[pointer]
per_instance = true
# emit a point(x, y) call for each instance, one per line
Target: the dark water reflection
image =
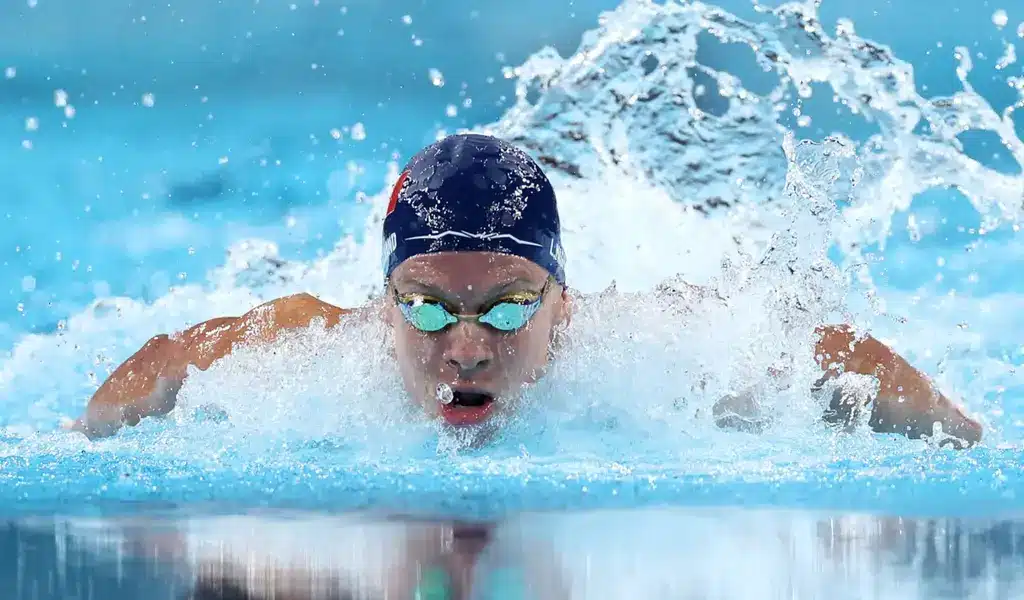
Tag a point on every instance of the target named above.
point(628, 554)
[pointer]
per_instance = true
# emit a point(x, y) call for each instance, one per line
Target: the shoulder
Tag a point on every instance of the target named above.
point(291, 311)
point(263, 323)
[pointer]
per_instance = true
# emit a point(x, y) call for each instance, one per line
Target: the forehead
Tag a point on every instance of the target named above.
point(461, 270)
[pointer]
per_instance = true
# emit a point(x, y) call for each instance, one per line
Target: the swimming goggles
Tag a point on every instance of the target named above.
point(508, 313)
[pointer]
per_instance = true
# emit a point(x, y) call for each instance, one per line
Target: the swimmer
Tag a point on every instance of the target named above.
point(475, 292)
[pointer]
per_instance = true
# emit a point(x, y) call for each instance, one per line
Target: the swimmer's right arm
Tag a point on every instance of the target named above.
point(147, 383)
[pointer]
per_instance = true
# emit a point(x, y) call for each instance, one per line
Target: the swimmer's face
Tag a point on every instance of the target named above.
point(484, 367)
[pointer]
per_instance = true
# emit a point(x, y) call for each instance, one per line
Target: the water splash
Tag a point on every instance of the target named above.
point(654, 189)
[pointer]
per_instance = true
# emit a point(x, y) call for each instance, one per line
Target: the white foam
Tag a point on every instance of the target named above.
point(637, 166)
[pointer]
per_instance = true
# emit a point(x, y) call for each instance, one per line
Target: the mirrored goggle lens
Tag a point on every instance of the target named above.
point(427, 316)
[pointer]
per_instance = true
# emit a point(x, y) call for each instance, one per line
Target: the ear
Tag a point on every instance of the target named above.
point(566, 308)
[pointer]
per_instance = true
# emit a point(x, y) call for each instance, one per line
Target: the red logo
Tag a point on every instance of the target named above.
point(396, 191)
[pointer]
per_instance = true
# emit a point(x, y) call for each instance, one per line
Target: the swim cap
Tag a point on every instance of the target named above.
point(472, 193)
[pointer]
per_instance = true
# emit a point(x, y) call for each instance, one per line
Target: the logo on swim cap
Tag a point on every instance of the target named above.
point(398, 186)
point(472, 193)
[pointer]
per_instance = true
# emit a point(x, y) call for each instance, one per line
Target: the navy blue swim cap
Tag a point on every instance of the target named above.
point(473, 193)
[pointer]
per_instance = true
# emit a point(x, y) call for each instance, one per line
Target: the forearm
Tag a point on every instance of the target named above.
point(147, 383)
point(144, 385)
point(907, 402)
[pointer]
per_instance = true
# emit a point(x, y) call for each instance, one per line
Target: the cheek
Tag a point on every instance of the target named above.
point(415, 351)
point(529, 349)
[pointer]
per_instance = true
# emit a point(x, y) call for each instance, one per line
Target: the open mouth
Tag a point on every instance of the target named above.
point(471, 398)
point(468, 408)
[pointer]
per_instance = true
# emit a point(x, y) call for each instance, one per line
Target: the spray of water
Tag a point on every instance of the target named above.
point(656, 194)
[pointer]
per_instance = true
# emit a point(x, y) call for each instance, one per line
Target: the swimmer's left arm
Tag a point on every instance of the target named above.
point(907, 402)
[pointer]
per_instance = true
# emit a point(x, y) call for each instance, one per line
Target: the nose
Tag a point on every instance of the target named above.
point(468, 351)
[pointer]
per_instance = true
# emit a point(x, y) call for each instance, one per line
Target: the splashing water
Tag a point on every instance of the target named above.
point(657, 190)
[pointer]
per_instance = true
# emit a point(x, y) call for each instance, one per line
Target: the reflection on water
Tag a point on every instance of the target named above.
point(630, 554)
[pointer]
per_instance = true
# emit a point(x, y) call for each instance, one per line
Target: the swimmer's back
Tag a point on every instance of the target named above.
point(146, 384)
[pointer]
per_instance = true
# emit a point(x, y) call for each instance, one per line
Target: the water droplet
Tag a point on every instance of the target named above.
point(358, 132)
point(1000, 18)
point(436, 78)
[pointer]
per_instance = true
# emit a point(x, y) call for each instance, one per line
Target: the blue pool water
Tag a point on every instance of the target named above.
point(209, 158)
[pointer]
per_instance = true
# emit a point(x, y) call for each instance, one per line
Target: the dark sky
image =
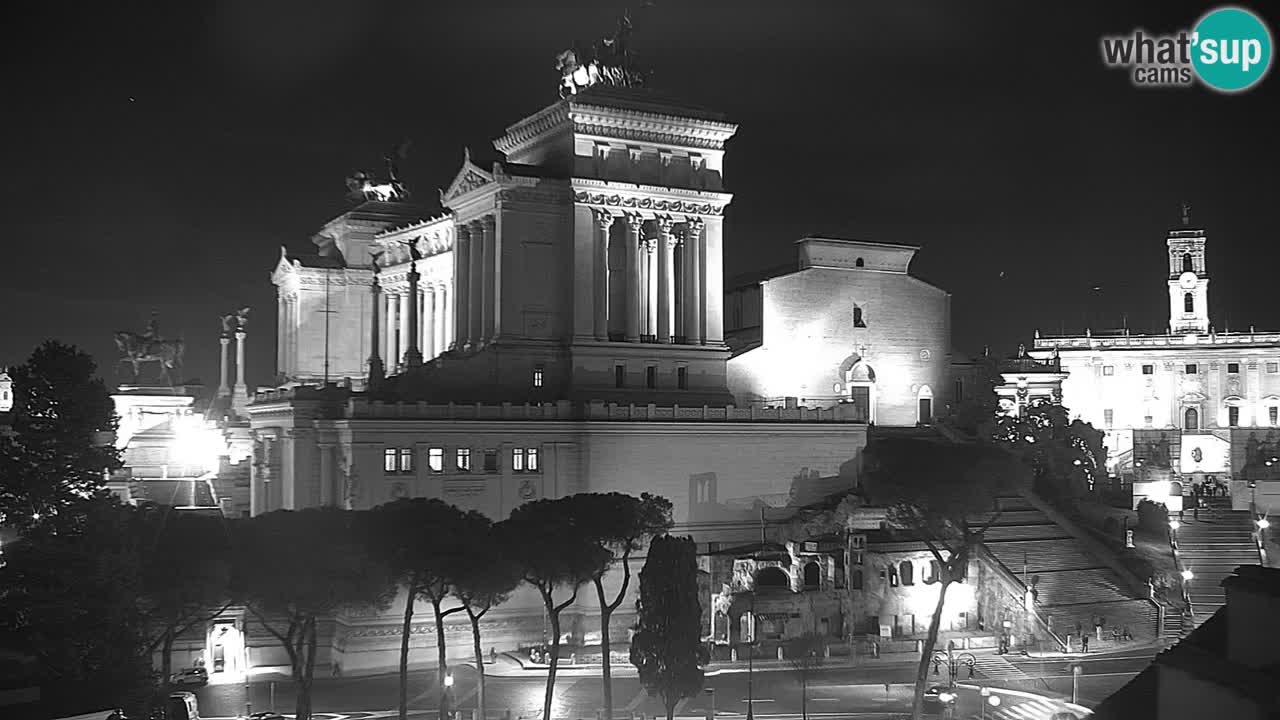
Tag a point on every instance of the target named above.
point(158, 155)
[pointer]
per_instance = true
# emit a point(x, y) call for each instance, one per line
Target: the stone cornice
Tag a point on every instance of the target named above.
point(648, 197)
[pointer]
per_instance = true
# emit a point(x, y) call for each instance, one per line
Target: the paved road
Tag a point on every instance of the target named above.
point(864, 693)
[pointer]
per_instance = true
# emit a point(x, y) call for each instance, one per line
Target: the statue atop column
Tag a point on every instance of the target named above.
point(609, 60)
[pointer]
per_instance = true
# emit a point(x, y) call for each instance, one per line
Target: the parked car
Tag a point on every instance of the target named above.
point(190, 677)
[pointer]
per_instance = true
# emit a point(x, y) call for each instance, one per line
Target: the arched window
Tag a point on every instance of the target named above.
point(906, 572)
point(812, 575)
point(771, 578)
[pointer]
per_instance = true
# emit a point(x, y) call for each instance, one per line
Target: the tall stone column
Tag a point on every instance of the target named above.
point(650, 281)
point(666, 246)
point(240, 397)
point(429, 343)
point(405, 317)
point(461, 285)
point(484, 327)
point(603, 222)
point(693, 304)
point(632, 274)
point(223, 388)
point(412, 355)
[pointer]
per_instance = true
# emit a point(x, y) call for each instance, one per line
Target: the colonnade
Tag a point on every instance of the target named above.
point(664, 296)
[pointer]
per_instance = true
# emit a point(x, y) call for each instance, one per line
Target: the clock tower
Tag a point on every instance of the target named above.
point(1188, 279)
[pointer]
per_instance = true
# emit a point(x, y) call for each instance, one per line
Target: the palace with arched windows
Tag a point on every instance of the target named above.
point(1192, 404)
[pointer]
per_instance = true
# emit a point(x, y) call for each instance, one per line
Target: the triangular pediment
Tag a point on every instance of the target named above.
point(469, 178)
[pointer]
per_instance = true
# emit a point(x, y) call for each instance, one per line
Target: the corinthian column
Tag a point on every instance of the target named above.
point(693, 281)
point(666, 279)
point(603, 222)
point(461, 285)
point(632, 273)
point(475, 313)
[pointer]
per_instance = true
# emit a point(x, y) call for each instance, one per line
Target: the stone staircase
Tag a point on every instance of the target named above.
point(1072, 586)
point(1212, 547)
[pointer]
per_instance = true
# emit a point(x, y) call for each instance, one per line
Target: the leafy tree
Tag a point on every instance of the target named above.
point(59, 450)
point(487, 577)
point(805, 654)
point(553, 550)
point(942, 493)
point(420, 541)
point(178, 592)
point(620, 523)
point(68, 597)
point(300, 566)
point(1066, 456)
point(667, 647)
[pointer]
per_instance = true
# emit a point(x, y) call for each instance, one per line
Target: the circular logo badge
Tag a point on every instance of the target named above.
point(1230, 49)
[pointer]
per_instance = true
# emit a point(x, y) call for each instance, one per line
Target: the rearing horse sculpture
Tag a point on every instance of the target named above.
point(137, 350)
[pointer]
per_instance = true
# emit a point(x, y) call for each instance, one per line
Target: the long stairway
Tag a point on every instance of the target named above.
point(1212, 547)
point(1073, 588)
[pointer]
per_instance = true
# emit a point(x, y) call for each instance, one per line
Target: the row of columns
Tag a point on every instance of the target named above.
point(478, 281)
point(650, 296)
point(434, 319)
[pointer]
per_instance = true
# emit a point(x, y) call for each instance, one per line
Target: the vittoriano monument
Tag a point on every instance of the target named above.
point(147, 347)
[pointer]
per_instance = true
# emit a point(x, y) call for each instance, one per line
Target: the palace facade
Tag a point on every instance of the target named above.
point(1192, 404)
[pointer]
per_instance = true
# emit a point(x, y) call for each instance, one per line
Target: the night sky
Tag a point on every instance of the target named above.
point(158, 155)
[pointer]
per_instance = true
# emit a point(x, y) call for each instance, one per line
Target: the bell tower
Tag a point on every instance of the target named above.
point(1188, 278)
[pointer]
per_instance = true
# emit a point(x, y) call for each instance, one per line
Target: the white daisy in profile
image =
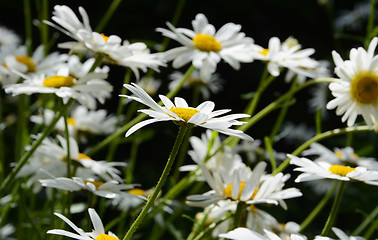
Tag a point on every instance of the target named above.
point(112, 48)
point(210, 85)
point(341, 156)
point(81, 122)
point(204, 47)
point(341, 235)
point(179, 112)
point(288, 55)
point(108, 189)
point(325, 170)
point(243, 184)
point(97, 233)
point(85, 88)
point(356, 92)
point(8, 37)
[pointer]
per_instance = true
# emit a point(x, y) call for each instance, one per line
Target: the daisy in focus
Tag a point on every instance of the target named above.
point(111, 48)
point(288, 55)
point(325, 170)
point(356, 91)
point(85, 87)
point(211, 85)
point(204, 47)
point(97, 233)
point(179, 112)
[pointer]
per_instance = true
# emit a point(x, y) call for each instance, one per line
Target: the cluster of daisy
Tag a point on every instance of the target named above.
point(234, 181)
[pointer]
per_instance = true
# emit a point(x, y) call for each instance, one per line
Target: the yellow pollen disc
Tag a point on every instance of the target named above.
point(228, 191)
point(137, 191)
point(364, 88)
point(97, 184)
point(339, 154)
point(340, 170)
point(184, 113)
point(71, 121)
point(264, 52)
point(58, 81)
point(105, 237)
point(27, 61)
point(104, 37)
point(83, 156)
point(207, 43)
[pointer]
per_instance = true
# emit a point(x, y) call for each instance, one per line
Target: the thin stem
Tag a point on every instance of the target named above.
point(109, 13)
point(163, 177)
point(138, 118)
point(318, 207)
point(318, 138)
point(28, 154)
point(335, 209)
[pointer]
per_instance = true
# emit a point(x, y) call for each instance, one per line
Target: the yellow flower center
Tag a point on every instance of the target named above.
point(105, 237)
point(340, 170)
point(207, 43)
point(83, 156)
point(71, 121)
point(97, 184)
point(228, 191)
point(184, 113)
point(26, 60)
point(106, 38)
point(58, 81)
point(137, 191)
point(264, 52)
point(364, 88)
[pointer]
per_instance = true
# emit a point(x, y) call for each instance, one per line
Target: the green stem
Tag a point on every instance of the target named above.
point(335, 209)
point(318, 138)
point(28, 154)
point(140, 117)
point(366, 222)
point(318, 207)
point(109, 13)
point(151, 199)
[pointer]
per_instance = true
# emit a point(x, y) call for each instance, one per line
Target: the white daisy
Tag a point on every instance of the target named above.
point(324, 170)
point(341, 236)
point(108, 189)
point(343, 156)
point(112, 48)
point(356, 92)
point(204, 47)
point(213, 84)
point(287, 55)
point(179, 112)
point(85, 88)
point(8, 37)
point(97, 233)
point(82, 121)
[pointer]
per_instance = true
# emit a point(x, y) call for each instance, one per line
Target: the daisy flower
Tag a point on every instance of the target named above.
point(356, 92)
point(246, 234)
point(212, 84)
point(179, 112)
point(325, 170)
point(85, 88)
point(288, 55)
point(112, 48)
point(109, 189)
point(97, 233)
point(341, 156)
point(204, 47)
point(341, 235)
point(82, 121)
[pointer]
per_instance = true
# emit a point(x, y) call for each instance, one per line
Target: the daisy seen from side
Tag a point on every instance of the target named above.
point(204, 47)
point(356, 91)
point(180, 113)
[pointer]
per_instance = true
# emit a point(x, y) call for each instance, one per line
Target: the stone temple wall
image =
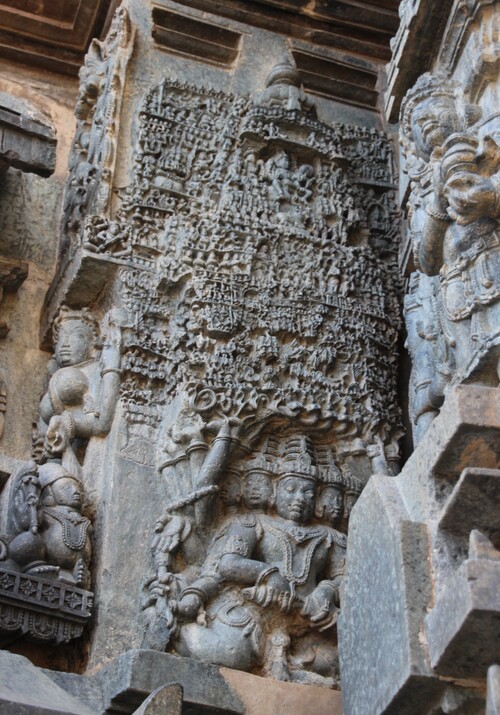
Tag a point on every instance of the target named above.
point(423, 548)
point(203, 507)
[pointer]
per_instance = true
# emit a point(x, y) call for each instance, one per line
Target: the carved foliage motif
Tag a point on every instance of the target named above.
point(256, 248)
point(97, 109)
point(452, 160)
point(260, 250)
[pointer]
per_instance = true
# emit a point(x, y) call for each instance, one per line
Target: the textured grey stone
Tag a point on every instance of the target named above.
point(474, 503)
point(123, 684)
point(388, 587)
point(493, 693)
point(463, 628)
point(26, 690)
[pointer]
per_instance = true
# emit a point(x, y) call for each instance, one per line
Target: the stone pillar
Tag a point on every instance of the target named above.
point(422, 573)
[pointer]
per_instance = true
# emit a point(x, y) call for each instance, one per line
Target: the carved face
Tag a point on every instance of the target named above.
point(295, 499)
point(330, 504)
point(73, 343)
point(432, 121)
point(257, 491)
point(67, 492)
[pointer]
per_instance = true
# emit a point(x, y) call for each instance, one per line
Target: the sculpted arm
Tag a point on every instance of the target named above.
point(435, 226)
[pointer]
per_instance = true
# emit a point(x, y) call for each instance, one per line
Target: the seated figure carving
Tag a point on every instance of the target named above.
point(453, 162)
point(47, 535)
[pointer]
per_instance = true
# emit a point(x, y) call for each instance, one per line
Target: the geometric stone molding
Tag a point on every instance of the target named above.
point(123, 685)
point(413, 48)
point(42, 609)
point(12, 274)
point(27, 143)
point(422, 557)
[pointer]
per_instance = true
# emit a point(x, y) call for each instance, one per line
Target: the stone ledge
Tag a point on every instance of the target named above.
point(122, 685)
point(463, 628)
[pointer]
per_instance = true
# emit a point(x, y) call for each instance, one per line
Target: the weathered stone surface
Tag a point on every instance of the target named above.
point(388, 582)
point(463, 628)
point(165, 700)
point(27, 143)
point(493, 696)
point(25, 690)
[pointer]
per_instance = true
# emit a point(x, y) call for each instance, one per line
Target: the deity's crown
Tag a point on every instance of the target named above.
point(284, 72)
point(428, 85)
point(298, 465)
point(83, 315)
point(52, 471)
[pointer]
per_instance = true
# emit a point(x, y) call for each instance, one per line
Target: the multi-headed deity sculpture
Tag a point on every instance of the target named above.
point(453, 163)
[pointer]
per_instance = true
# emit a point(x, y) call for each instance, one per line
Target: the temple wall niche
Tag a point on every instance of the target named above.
point(439, 516)
point(30, 207)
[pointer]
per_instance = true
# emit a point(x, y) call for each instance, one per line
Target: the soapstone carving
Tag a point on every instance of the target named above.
point(255, 252)
point(44, 555)
point(453, 165)
point(265, 597)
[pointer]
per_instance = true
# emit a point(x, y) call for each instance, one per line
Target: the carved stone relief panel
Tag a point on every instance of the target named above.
point(93, 153)
point(452, 159)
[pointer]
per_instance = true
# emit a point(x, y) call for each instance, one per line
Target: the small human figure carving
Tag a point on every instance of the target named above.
point(48, 534)
point(455, 212)
point(269, 580)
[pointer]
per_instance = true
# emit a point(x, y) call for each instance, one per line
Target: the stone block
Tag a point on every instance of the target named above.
point(122, 685)
point(465, 434)
point(493, 693)
point(165, 700)
point(474, 503)
point(25, 689)
point(463, 628)
point(382, 659)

··········

- **UW OPDRACHT**
Toon elke regel uit de items hierboven waarin het woord "carving" voorkomt.

- **UITWERKING**
Target: the seated figure carving
Target: the soapstone carving
Target: the small human figure carving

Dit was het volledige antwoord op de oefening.